WHAT IS ASKED - Collect every line in the records below that contains the word "dark".

AVAILABLE RECORDS -
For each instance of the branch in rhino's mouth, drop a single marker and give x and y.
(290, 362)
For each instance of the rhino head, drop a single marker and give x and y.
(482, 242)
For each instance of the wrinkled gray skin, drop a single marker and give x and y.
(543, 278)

* * *

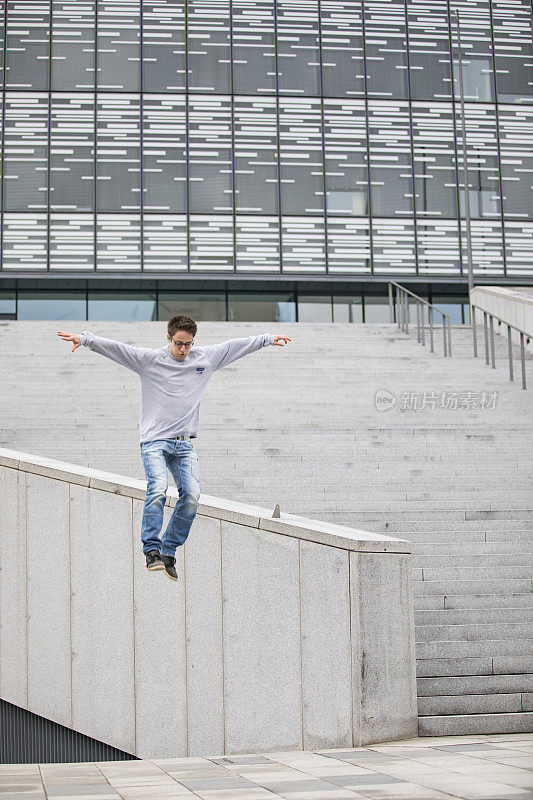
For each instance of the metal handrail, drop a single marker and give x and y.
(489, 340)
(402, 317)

---

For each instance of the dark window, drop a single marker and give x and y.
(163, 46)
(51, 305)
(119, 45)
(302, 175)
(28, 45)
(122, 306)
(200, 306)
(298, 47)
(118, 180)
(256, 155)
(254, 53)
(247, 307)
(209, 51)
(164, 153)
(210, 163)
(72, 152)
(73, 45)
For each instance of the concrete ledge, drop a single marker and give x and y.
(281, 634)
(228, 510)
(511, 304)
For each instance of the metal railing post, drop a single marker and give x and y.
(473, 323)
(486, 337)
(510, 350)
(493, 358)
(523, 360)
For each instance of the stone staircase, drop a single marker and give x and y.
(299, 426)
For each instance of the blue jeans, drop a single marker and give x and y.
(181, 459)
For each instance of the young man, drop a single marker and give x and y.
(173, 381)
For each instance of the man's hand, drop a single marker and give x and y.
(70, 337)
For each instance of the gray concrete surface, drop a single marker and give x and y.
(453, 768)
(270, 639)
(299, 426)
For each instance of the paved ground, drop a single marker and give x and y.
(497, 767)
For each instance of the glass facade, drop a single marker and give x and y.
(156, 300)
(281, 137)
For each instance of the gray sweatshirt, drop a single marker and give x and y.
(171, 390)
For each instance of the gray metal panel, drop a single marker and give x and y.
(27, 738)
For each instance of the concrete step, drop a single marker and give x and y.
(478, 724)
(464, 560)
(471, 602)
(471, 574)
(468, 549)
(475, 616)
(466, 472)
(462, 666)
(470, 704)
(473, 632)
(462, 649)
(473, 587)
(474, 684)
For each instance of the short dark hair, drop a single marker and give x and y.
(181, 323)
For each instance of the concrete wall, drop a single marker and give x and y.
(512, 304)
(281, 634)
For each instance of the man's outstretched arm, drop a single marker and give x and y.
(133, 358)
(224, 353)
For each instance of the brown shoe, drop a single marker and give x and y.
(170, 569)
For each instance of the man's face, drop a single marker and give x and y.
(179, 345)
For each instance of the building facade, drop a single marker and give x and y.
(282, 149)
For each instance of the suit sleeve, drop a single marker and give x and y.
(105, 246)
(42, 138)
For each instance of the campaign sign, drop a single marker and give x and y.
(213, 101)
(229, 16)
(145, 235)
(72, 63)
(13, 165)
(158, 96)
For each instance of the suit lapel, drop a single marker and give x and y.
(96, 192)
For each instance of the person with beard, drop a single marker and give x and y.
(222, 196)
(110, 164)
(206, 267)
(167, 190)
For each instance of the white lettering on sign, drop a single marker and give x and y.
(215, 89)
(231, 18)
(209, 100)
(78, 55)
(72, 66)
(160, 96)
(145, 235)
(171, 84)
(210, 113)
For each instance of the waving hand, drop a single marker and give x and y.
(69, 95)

OUTPUT BELOW -
For each instance of the dark window, drop a single marker and give x and y.
For each instance of the short dark hair, drop a single marker and give x and y.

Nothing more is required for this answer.